**Task:**
When you copy the data that follows, reproduce every word exactly and leave out the images.

**Stored data entries:**
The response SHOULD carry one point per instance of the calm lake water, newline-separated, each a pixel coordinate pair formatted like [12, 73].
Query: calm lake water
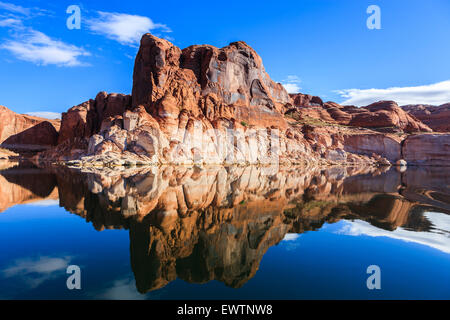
[225, 233]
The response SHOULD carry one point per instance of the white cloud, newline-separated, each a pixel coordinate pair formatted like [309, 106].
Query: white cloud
[291, 84]
[44, 203]
[14, 8]
[438, 238]
[124, 28]
[45, 114]
[36, 47]
[10, 22]
[435, 94]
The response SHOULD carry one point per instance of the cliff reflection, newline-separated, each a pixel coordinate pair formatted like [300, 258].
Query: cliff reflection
[216, 223]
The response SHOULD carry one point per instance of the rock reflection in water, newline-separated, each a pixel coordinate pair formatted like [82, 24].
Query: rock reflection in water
[216, 223]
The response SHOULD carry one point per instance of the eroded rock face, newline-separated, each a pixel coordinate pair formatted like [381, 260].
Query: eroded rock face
[385, 115]
[436, 117]
[23, 132]
[205, 105]
[86, 119]
[427, 149]
[41, 136]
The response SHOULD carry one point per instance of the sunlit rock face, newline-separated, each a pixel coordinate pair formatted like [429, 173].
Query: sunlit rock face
[216, 223]
[436, 117]
[208, 105]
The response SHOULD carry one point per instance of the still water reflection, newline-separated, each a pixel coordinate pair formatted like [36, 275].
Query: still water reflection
[224, 232]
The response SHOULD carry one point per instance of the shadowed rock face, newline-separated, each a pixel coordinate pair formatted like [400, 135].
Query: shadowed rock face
[216, 223]
[21, 132]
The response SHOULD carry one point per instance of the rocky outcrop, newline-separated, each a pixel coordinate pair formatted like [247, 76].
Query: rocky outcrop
[26, 133]
[374, 144]
[208, 105]
[436, 117]
[427, 149]
[87, 118]
[41, 136]
[382, 115]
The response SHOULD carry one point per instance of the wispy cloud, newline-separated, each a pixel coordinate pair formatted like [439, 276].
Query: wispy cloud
[14, 8]
[125, 28]
[45, 114]
[435, 94]
[438, 238]
[38, 48]
[291, 84]
[10, 22]
[44, 203]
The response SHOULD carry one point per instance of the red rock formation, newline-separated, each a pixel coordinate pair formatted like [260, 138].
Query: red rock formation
[23, 132]
[208, 105]
[427, 149]
[380, 115]
[84, 120]
[436, 117]
[41, 136]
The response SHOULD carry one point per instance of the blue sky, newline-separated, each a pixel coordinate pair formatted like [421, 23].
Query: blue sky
[318, 47]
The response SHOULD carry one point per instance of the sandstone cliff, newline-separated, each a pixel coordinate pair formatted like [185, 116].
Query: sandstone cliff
[436, 117]
[21, 132]
[208, 105]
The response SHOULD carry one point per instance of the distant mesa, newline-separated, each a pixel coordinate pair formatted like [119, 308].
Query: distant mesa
[208, 105]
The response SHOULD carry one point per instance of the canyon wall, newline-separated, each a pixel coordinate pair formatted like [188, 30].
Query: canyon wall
[208, 105]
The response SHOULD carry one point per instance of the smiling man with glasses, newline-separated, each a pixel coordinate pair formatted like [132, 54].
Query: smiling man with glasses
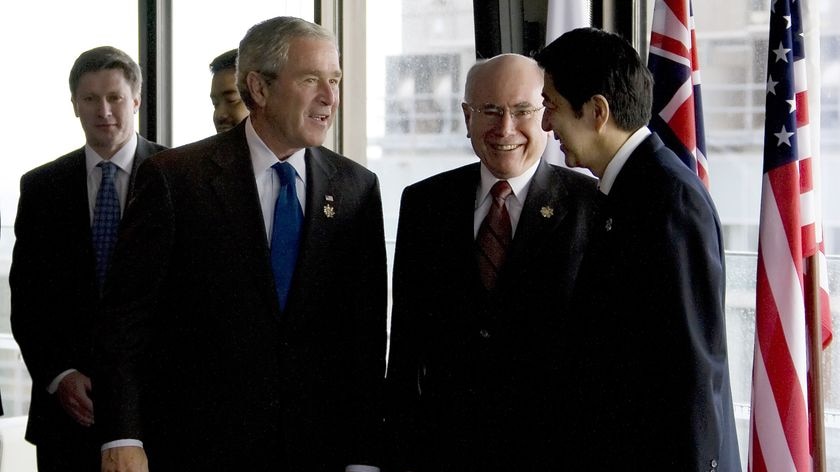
[485, 256]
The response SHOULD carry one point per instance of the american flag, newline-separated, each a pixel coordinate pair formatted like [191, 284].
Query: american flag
[779, 427]
[677, 110]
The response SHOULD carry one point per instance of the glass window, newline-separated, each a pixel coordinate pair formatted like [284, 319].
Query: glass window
[38, 121]
[418, 54]
[733, 60]
[201, 30]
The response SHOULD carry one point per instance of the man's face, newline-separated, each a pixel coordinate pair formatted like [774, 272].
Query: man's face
[105, 105]
[505, 131]
[568, 128]
[228, 108]
[301, 102]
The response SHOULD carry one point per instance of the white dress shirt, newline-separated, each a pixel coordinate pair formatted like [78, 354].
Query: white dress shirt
[620, 158]
[514, 202]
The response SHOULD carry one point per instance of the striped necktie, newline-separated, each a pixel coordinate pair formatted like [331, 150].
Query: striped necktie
[106, 220]
[285, 232]
[494, 236]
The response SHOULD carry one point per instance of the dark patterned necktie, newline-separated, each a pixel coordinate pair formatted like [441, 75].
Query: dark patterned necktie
[285, 232]
[494, 236]
[106, 221]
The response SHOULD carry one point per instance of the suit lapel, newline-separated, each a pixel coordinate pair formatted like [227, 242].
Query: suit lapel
[543, 212]
[236, 193]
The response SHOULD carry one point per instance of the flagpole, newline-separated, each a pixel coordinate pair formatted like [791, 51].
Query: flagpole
[815, 393]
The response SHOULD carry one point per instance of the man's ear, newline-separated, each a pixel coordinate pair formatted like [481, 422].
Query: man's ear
[599, 110]
[467, 116]
[257, 87]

**Task answer:**
The response SHOULD carry one point per instance of the calm lake water, newline-separated, each a pixel coordinate pair formatted like [12, 73].
Query: calm lake water
[225, 233]
The response SHOULD carry one point per instance of the white cloud, newline-separated, each a pixel coordinate pair formatted like [309, 106].
Query: white cloud
[291, 84]
[44, 203]
[14, 8]
[438, 238]
[124, 28]
[45, 114]
[36, 47]
[10, 22]
[435, 94]
The response SHOULD carry one point per instance of the cliff reflection, newline-separated, each a pixel coordinate pair formatted like [300, 258].
Query: cliff reflection
[216, 223]
The response SHOULD carry one point per instance of the rock reflection in water, newline-separated, each a pixel coordinate pair formatted like [82, 24].
Query: rock reflection in water
[216, 223]
The response SHOULD carry one point per instance of the eroded rock face, newline-separated, each a pixel coordinate pair formatted like [381, 260].
Query: eroded rock face
[385, 115]
[436, 117]
[23, 132]
[205, 105]
[86, 119]
[427, 149]
[41, 136]
The response SHOULD carry one point per instance of the sunlit rock face, newline-separated, each a pixel coordinate pair formatted like [429, 173].
Query: sunlit rock face
[216, 223]
[436, 117]
[208, 105]
The response SHOULD carry one point per instance of the still water reflection, newline-separated, each a pixel coordinate pair formatted like [36, 275].
Query: still water reflection
[224, 232]
The response SHOULD carry one point per instance of the shadowed rock face, newline-separated, each a pixel coordinate pair formatted like [400, 135].
Query: shadowed rock face
[216, 223]
[21, 132]
The response SHOULD carry one point per instance of the rocky outcrop, newline-separated, each a pixel coordinate pair formatted like [247, 76].
Query: rocky outcrop
[26, 133]
[374, 144]
[208, 105]
[436, 117]
[427, 149]
[87, 118]
[41, 136]
[382, 115]
The response SHOULD carry one point per instance of the wispy cloud, newline-separated, each a pixel coordinate pair formatted like [439, 276].
Query: wispy cloud
[14, 8]
[125, 28]
[45, 114]
[435, 94]
[438, 238]
[38, 48]
[291, 84]
[10, 22]
[44, 203]
The response SHOULD carry one point per instance of the red rock formation, newline-separated, each a pixel coordinate pair formatted like [260, 138].
Query: red rock formation
[23, 132]
[208, 105]
[427, 149]
[380, 115]
[84, 120]
[436, 117]
[41, 136]
The response SHOULD carry one point per instance of the blue sky, newline-separated, each a pixel coordinate pair formatted like [421, 23].
Query: blue sky
[318, 47]
The response SHOULD carry one point per instance of the sandstone cliff, newline-separated, each a pixel coordinate pair formatted like [185, 116].
Query: sandstone cliff
[436, 117]
[21, 132]
[208, 105]
The response SHOULD carry one point per instance of the distant mesa, newline-separated, each a pixel coordinate pair formatted like [119, 308].
Query: distant mesa
[208, 105]
The response SHOULD carry one point per instance of the canyon wall, newline-separated, each a pixel coordinate pair formatted like [188, 30].
Query: canyon wall
[208, 105]
The response SHOULD carry one point per instance of the smiling man with glasses, newline-separated, each a pixel coordinate pair formatted like [132, 54].
Query: smiling man with glasses
[485, 256]
The response SHOULD carry one point per instance of the american flag, newline-separated, each a pixel coordinate pair formatted like [191, 284].
Query: american flag
[779, 427]
[677, 110]
The response SHOULD carry one point per instance of the glass window, newline-separated, each a pixel coordinate pair formatted like [284, 319].
Query: glass window
[38, 121]
[418, 54]
[733, 60]
[201, 30]
The response SHOULD carry one point per instance of the man's face, newline-separated, each a pixel coordinate pair formatted like [774, 272].
Query: man's face
[105, 105]
[505, 131]
[568, 128]
[228, 108]
[301, 102]
The response SHOULD carry one point per instance of the white dress shirt, newline-separated, each a pixel coordinate pair formatted like [78, 354].
Query: white dress shirt
[620, 158]
[514, 202]
The response SHOULD carry one point per instance of the striped necktie, newline-separated, each a pixel coordinate pair formatted like [331, 150].
Query: striped necktie
[106, 220]
[285, 232]
[494, 236]
The response SHOULD carry one point per instance of the dark patterned necktie, newline-separated, each a pixel coordinate pair formatted like [441, 75].
Query: dark patterned necktie
[285, 232]
[494, 236]
[106, 221]
The response SHOULD carry one point per instance of the suit lapel, newline-separated, each a pixel coordinate pair formatted like [227, 242].
Query: suit lapel
[543, 212]
[236, 193]
The response SHOULD carry one point per instance of the flagpole, newline-separated, each a pixel coordinate pair formatted like [791, 51].
Query: flagpole
[815, 393]
The response SHOULD carry one point per instance of the man's ear, newline-separated, each a pixel coordinate pair formatted like [481, 422].
Query: man's ear
[599, 110]
[467, 116]
[257, 87]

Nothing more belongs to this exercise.